- Data provided
>>

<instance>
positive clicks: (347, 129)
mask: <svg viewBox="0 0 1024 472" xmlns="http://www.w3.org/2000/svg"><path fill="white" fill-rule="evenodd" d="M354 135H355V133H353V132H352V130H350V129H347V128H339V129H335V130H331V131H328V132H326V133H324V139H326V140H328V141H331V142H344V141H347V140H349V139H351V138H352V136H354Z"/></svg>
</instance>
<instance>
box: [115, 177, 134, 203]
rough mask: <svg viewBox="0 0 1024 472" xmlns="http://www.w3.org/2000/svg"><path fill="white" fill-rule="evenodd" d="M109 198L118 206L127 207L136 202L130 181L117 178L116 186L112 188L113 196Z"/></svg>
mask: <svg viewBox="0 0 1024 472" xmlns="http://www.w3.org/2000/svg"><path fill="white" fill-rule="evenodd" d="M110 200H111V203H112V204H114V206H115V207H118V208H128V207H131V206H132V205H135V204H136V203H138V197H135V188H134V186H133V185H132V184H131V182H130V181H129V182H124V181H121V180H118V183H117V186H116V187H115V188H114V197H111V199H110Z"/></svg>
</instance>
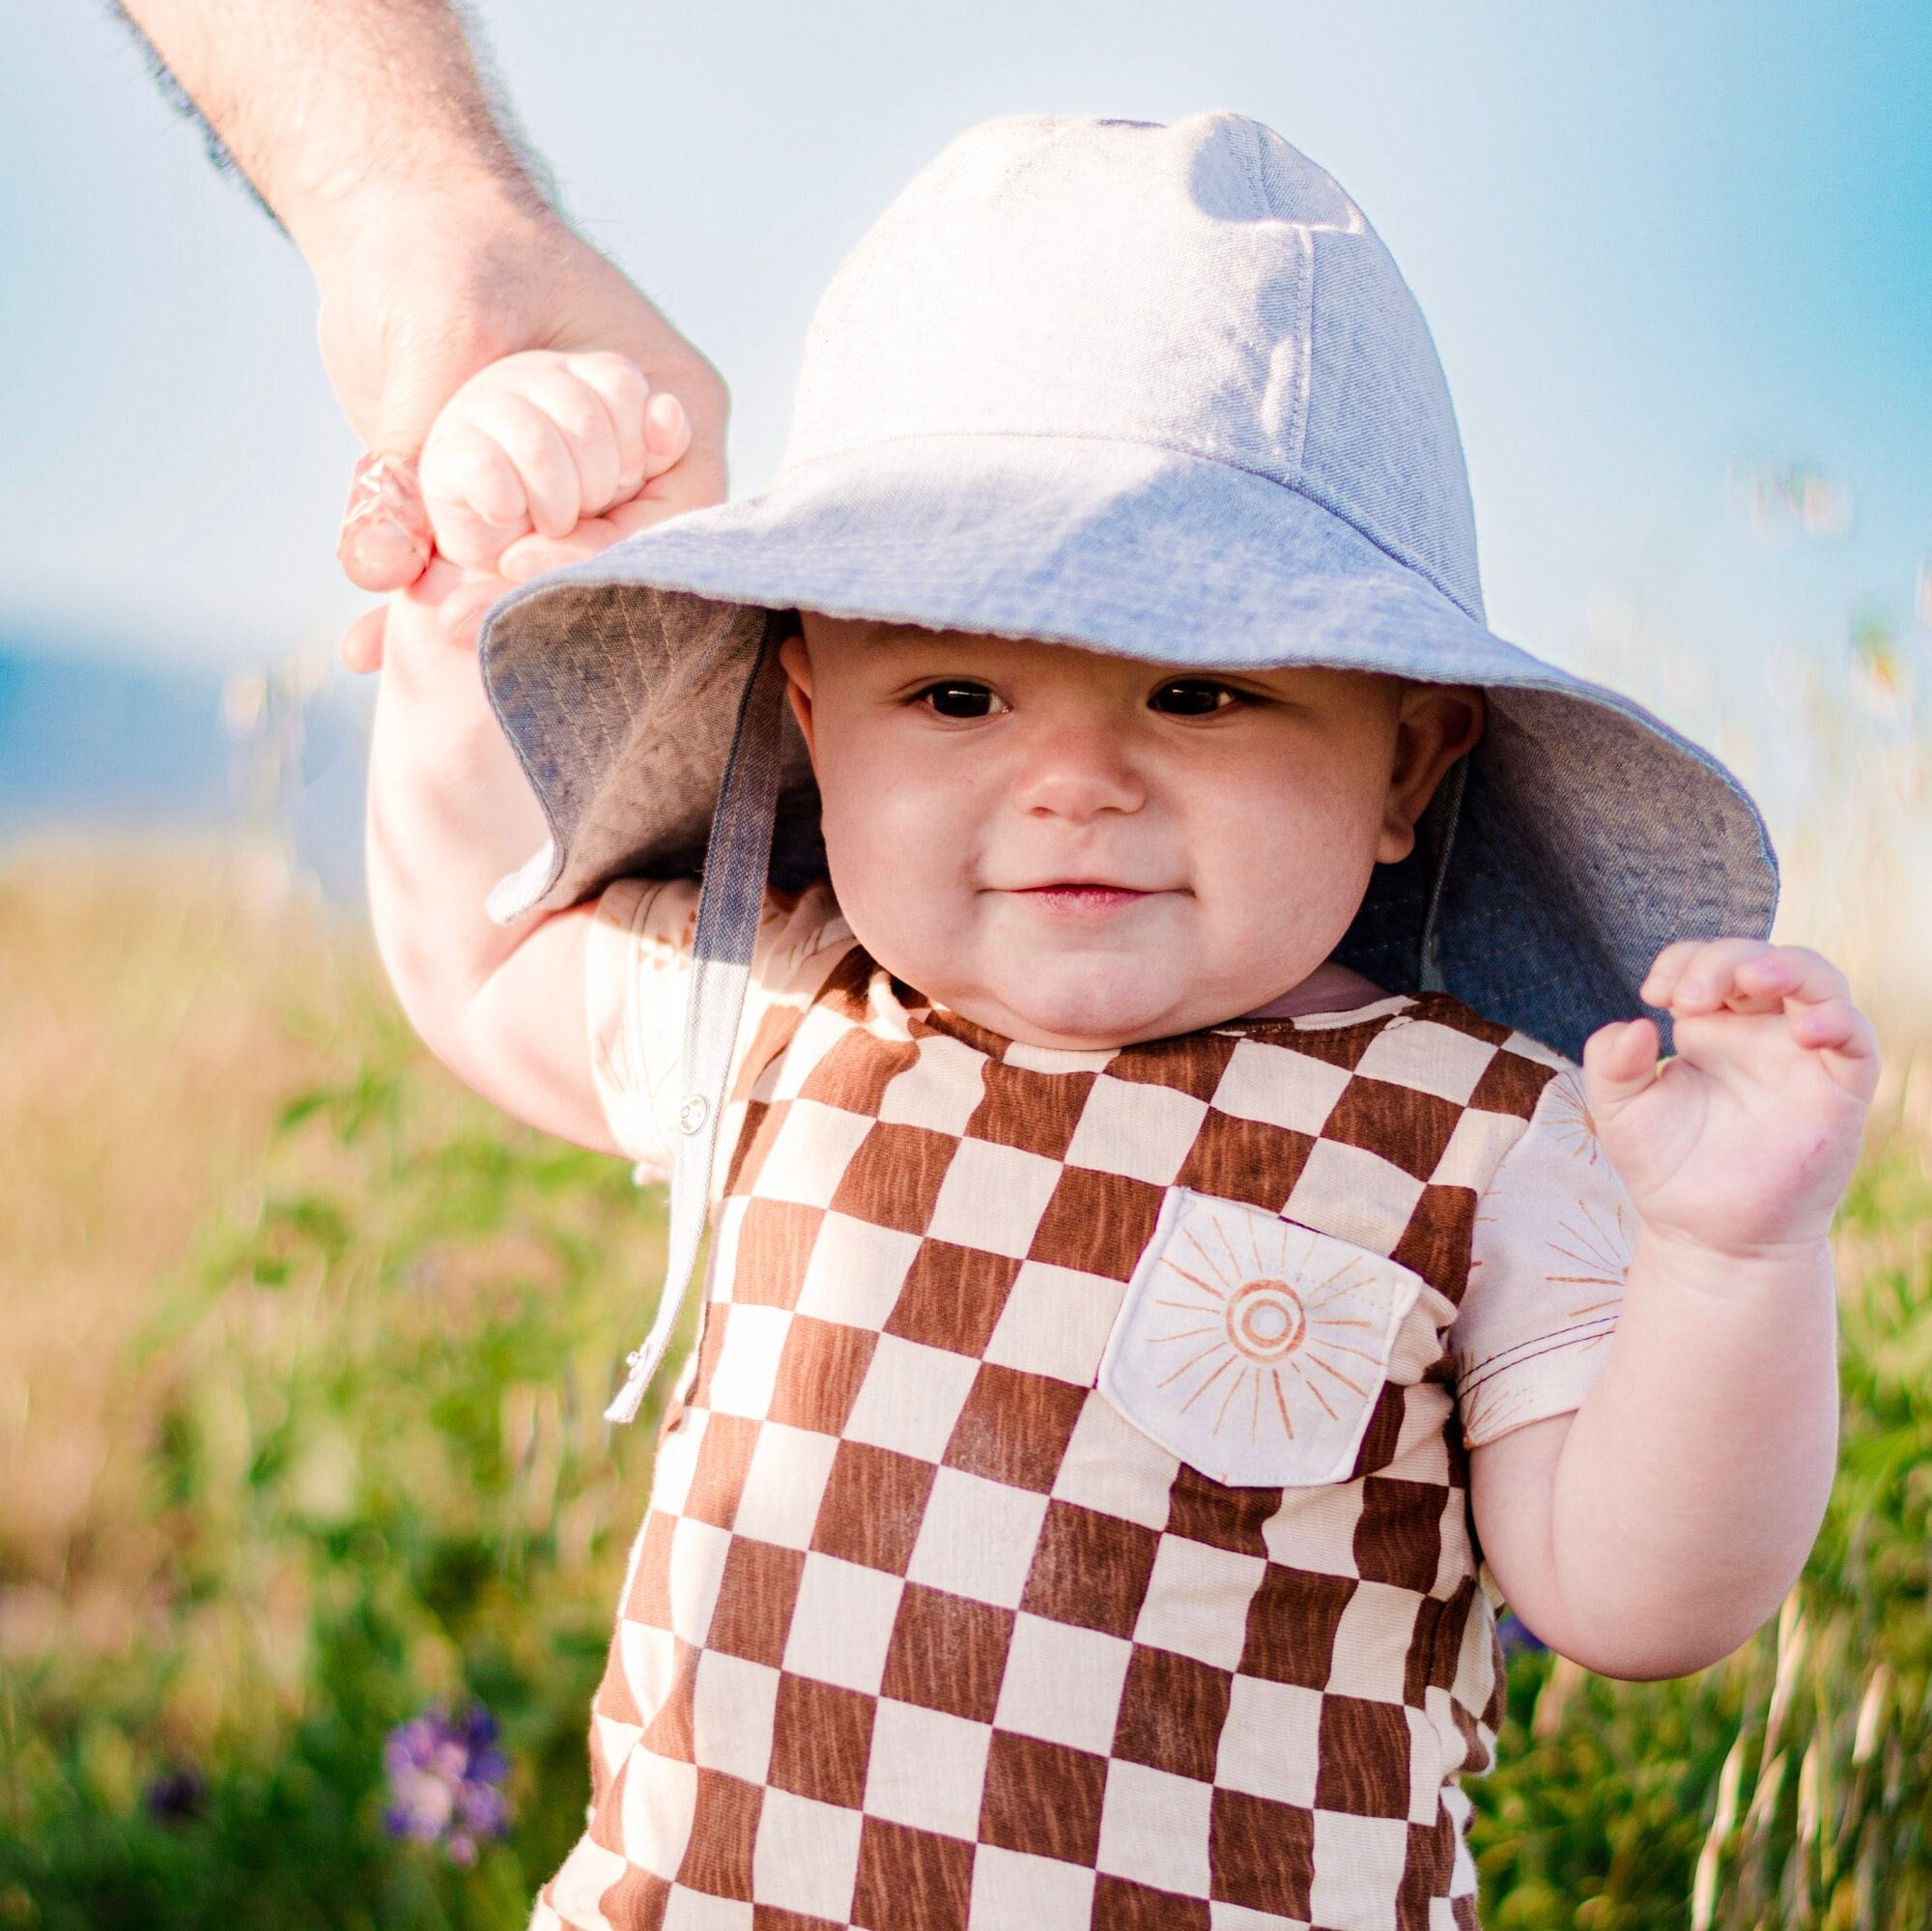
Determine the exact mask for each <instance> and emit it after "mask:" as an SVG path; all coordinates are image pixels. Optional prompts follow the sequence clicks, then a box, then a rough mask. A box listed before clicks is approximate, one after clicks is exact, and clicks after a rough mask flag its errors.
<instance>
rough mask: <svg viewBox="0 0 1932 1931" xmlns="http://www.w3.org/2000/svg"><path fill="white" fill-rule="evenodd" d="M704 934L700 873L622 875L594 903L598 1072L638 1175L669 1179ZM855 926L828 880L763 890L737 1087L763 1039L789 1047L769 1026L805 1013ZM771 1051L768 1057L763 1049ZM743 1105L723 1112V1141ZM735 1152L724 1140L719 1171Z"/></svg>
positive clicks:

<<

- Exercise description
Which lines in the items above contain the string "viewBox" in that exact case? Return every one of them in full.

- Output below
mask: <svg viewBox="0 0 1024 472" xmlns="http://www.w3.org/2000/svg"><path fill="white" fill-rule="evenodd" d="M354 135H355V133H353V132H352V130H350V129H347V128H339V129H335V130H331V131H328V132H326V133H324V139H326V140H328V141H331V142H344V141H347V140H349V139H351V138H352V136H354Z"/></svg>
rough mask: <svg viewBox="0 0 1024 472" xmlns="http://www.w3.org/2000/svg"><path fill="white" fill-rule="evenodd" d="M109 198L118 206L127 207L136 202L130 181L117 178L116 186L112 188L113 196Z"/></svg>
mask: <svg viewBox="0 0 1024 472" xmlns="http://www.w3.org/2000/svg"><path fill="white" fill-rule="evenodd" d="M110 200H111V203H112V204H114V206H115V207H118V208H128V207H131V206H132V205H135V204H136V203H138V197H135V188H134V186H133V185H132V184H131V182H130V181H129V182H124V181H121V180H118V183H117V186H116V187H115V188H114V197H111V199H110Z"/></svg>
rough mask: <svg viewBox="0 0 1932 1931" xmlns="http://www.w3.org/2000/svg"><path fill="white" fill-rule="evenodd" d="M704 934L700 873L622 875L594 903L598 1072L638 1175L669 1179ZM855 926L828 880L763 890L737 1087L763 1039L789 1047L769 1026L805 1013ZM771 1051L768 1057L763 1049ZM743 1105L723 1112V1141ZM735 1152L724 1140L719 1171Z"/></svg>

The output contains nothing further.